• STATED PROBLEM: Pull out every line of the records that contains the word "instance". List those lines in order.

== DATASET EXCERPTS

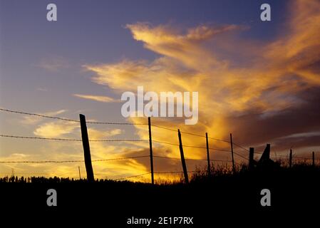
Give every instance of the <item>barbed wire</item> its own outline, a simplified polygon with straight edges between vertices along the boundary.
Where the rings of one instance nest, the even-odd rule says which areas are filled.
[[[181,158],[179,157],[167,157],[167,156],[159,156],[159,155],[153,155],[153,157],[158,157],[158,158],[165,158],[165,159],[172,159],[172,160],[180,160]],[[186,161],[205,161],[207,162],[207,159],[195,159],[195,158],[185,158]],[[229,160],[215,160],[215,159],[210,159],[210,161],[212,162],[231,162],[232,161]]]
[[[126,159],[136,159],[148,157],[150,155],[142,155],[142,156],[132,156],[132,157],[115,157],[115,158],[107,158],[107,159],[98,159],[91,160],[92,162],[105,162],[105,161],[113,161],[113,160],[120,160]],[[44,160],[44,161],[0,161],[0,163],[71,163],[71,162],[84,162],[83,160],[62,160],[62,161],[55,161],[55,160]]]
[[[34,115],[34,116],[38,116],[38,117],[50,118],[50,119],[56,119],[56,120],[60,120],[80,123],[80,120],[78,120],[69,119],[69,118],[61,118],[61,117],[56,117],[56,116],[52,116],[52,115],[43,115],[43,114],[37,114],[37,113],[28,113],[28,112],[24,112],[24,111],[18,111],[18,110],[14,110],[6,109],[6,108],[0,108],[0,110],[4,111],[4,112],[8,112],[8,113],[12,113]],[[117,122],[100,122],[100,121],[86,121],[86,123],[103,124],[103,124],[104,125],[148,125],[148,123],[117,123]],[[173,128],[166,128],[166,127],[159,126],[158,125],[151,125],[153,127],[155,127],[155,128],[162,128],[162,129],[165,129],[167,130],[177,132],[177,130],[173,129]],[[205,138],[205,135],[201,135],[199,134],[195,134],[195,133],[190,133],[190,132],[180,131],[180,133],[182,134],[187,134],[187,135],[195,135],[195,136],[197,136],[197,137]],[[215,138],[212,138],[212,137],[208,137],[208,138],[215,140],[229,142],[229,141],[228,141],[228,140]]]
[[[22,111],[18,111],[18,110],[14,110],[1,108],[0,108],[0,110],[7,112],[7,113],[11,113],[34,115],[34,116],[38,116],[38,117],[41,117],[41,118],[49,118],[49,119],[56,119],[56,120],[59,120],[80,123],[80,120],[78,120],[68,119],[68,118],[61,118],[61,117],[56,117],[56,116],[52,116],[52,115],[43,115],[43,114],[37,114],[37,113],[22,112]],[[86,121],[86,123],[91,123],[91,124],[128,125],[148,125],[148,123],[135,123],[95,122],[95,121]]]
[[[82,141],[82,140],[81,139],[29,137],[29,136],[19,136],[19,135],[0,135],[0,137],[33,139],[33,140],[46,140],[77,141],[77,142]],[[143,140],[143,139],[110,139],[110,140],[89,140],[89,142],[142,142],[148,140]]]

====

• WRITTEN SOLUTION:
Give every instance of the <item>barbed wire</item> its own outline, a simplified polygon with straight edges between vertices along the boundary.
Where the rings of one instance nest, the even-odd rule says which areas are filled.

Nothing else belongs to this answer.